[START]

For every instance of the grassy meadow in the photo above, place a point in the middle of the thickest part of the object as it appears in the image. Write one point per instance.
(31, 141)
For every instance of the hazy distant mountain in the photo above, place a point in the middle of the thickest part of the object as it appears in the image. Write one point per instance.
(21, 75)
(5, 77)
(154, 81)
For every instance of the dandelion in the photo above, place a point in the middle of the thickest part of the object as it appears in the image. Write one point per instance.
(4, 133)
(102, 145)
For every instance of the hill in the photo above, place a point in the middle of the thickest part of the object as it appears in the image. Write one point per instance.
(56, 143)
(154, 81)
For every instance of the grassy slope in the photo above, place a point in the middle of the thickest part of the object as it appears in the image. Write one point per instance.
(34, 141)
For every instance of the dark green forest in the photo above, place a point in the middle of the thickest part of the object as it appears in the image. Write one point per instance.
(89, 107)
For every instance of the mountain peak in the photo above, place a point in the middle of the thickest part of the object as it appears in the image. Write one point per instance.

[END]
[START]

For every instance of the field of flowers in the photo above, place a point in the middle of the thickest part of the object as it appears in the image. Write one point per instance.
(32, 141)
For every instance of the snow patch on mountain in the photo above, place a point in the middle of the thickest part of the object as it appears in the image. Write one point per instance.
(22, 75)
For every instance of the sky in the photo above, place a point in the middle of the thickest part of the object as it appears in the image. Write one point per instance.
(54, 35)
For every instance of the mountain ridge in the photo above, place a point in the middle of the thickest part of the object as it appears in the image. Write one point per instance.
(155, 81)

[END]

Stated goal:
Copy the lines from the one containing "For every instance of the grassy slope" through the one containing "For every instance of the mountain peak", swapping "thickest part" for "widest part" and leaving everything else unchanged.

Exercise answer:
For every instance of the grassy slope in the photo above, place a point in the middle of the widest part of the object as it appears in the image. Write one point per instance.
(34, 141)
For every instance of the dark green forest in the photo above, place a point in the middle of the widest part of the object as it appears in the image. Write one point per instance.
(89, 107)
For every instance of the mountain peak in the photo above, place a point in the middle of the widest part of the object as it appears in the image. Write one point per instance.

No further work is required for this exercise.